定期的に話題になるこの問題ですが、私の答えは過去から今に至るまで変わったことはなくて、

まずお金が大事

です。

考え方や価値観はいろいろあり、正解は人それぞれに違うという前提で、以下私の考えを少しだけ書きたいと思います。

インディーゲーム開発は作りたいものを作るべきか、売れるものを作るべきか問題

収入が別にあって趣味でゲーム開発をしている方は別ですが、仕事としてゲーム開発をしている方は、規模の大小を問わず、開発するゲームをいかにお金にするか、という命題から逃れることはできません。

お金がなければ会社は潰れ、個人であれば生活が成り立たなくなり、ゲーム開発自体を継続できないからです。
そもそも仕事は収入を得るためにやるのであって、その中でなるべく自分の人生の目的や価値観に近いものをさまざまなバランスの中から選ぶものです。

インディーゲーム開発は作りたいものを作るべきか、売れるものを作るべきか問題

収入を期待しないのであればそれは仕事ではなく趣味、です。趣味でゲームを作るのは素晴らしいことですので、その道も良いと思います。しかし、その場合は別に本業が必要で、その時間もゲーム制作に使いたい!というのであれば、十分な資産を持っているとかそういう状況にない限り仕事として取り組む必要があります。

結局はお金ですか?と感じる方もいるかもしれませんが、そうではなくて、最初から最後までお金が大事なのです。
売れるゲームを作ってきちんとお金を得て、ゲーム制作を継続して行ってほしいと思います。

ゲームを開発してお金を得るには、作りたいものを作る、という感覚とはかなり違います。
現在の社会が求めているものを調べ、それに合わせて企画し、適切に宣伝をしていく必要があります。会社であれば、自分が作りたくないものであっても利益を得るために作る必要があります。これは多くの先輩ゲームクリエイターが異口同音に肯定していますし、ゲームでなくてもおよそ事業と呼ばれるものには必要な考え方です。

▸ データ欄:

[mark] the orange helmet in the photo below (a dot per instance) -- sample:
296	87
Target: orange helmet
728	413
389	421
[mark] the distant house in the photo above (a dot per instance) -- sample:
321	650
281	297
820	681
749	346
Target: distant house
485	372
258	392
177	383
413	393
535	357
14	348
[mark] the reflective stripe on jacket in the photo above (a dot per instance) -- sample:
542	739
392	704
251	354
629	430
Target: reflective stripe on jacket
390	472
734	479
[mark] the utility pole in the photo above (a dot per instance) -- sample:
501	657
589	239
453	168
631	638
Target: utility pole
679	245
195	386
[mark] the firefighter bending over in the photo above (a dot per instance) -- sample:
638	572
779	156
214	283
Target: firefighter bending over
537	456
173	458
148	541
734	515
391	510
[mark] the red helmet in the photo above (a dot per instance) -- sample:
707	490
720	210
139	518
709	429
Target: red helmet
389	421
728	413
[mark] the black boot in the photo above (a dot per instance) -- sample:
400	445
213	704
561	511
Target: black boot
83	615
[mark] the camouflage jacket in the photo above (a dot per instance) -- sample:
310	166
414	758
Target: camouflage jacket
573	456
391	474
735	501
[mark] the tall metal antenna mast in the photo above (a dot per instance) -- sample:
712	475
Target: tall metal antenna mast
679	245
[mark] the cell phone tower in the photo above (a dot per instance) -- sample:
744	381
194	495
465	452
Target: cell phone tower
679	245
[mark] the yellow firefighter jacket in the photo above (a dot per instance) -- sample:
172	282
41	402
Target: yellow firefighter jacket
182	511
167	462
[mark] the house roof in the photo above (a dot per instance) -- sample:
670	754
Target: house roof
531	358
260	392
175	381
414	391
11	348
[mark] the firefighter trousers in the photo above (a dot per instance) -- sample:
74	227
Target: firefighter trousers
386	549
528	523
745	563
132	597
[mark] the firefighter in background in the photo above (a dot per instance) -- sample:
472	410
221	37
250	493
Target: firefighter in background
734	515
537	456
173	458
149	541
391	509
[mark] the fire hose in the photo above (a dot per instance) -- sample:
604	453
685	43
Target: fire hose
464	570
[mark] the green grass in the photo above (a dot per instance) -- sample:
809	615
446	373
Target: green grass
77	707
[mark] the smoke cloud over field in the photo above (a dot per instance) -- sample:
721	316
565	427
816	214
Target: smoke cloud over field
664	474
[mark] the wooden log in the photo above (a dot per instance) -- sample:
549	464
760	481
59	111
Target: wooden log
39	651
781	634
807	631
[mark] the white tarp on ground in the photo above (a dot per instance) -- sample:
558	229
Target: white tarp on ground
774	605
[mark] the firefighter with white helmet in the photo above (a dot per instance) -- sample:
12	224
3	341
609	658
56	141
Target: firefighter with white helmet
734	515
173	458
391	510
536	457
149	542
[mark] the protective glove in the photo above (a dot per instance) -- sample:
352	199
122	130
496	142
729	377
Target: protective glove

▸ 目標:
(1) インディーゲーム開発に関する抜粋のうち、「収入が別にあって趣味でゲーム」から始まり「して行ってほしいと思います。」で終わる部分を引用してください。
(2) インディーゲーム開発に関する抜粋では、収入を期待しないゲーム開発は何だと述べられていますか。
(3) インディーゲーム開発に関する抜粋を、最後の文の後から書き継いでください。
一覧は別の出典から取られたものです。

▸ 演習の解答:
(1)
収入が別にあって趣味でゲーム開発をしている方は別ですが、仕事としてゲーム開発をしている方は、規模の大小を問わず、開発するゲームをいかにお金にするか、という命題から逃れることはできません。

お金がなければ会社は潰れ、個人であれば生活が成り立たなくなり、ゲーム開発自体を継続できないからです。
そもそも仕事は収入を得るためにやるのであって、その中でなるべく自分の人生の目的や価値観に近いものをさまざまなバランスの中から選ぶものです。

インディーゲーム開発は作りたいものを作るべきか、売れるものを作るべきか問題

収入を期待しないのであればそれは仕事ではなく趣味、です。趣味でゲームを作るのは素晴らしいことですので、その道も良いと思います。しかし、その場合は別に本業が必要で、その時間もゲーム制作に使いたい!というのであれば、十分な資産を持っているとかそういう状況にない限り仕事として取り組む必要があります。

結局はお金ですか?と感じる方もいるかもしれませんが、そうではなくて、最初から最後までお金が大事なのです。
売れるゲームを作ってきちんとお金を得て、ゲーム制作を継続して行ってほしいと思います。

(2) 仕事ではなく趣味です。

(3)
個人であればまずは収入を安定させる必要があります。経済的な安定を獲得したら、そこからが作家性の追求とか、作りたいものを作るとか、そういうスタートラインに立てるのです。
一部の天才を除いては、収入がないうちはそのような勝負をすることはギャンブルに近く、実際に筆者の周辺の多くのゲームクリエイターが失敗しています。
独立したら作りたいものを作る、というのは気持ちとしては本当によくわかりますが、まずは売れるものを作り、経済的な安定を得て、その中で開発スキルを磨き、ファンを作って、そして十分に安全な体制で挑戦的な開発に臨むのが良いと思います。

そこにいつ辿り着くかは人によるかと思いますが、早いから遅いからと言って優れている、劣っているということはありません。

まず売れるものを作る。そこから得られるものは多いはずです、経済的安定以外にも色々なものが得られるでしょう。そしてお金は多くの問題を解決します。
作りたいゲームを作る、というのは素晴らしい目標だと思います。そのためにはまず売れるものを作れるようになる必要があるのでは、と筆者は考えています。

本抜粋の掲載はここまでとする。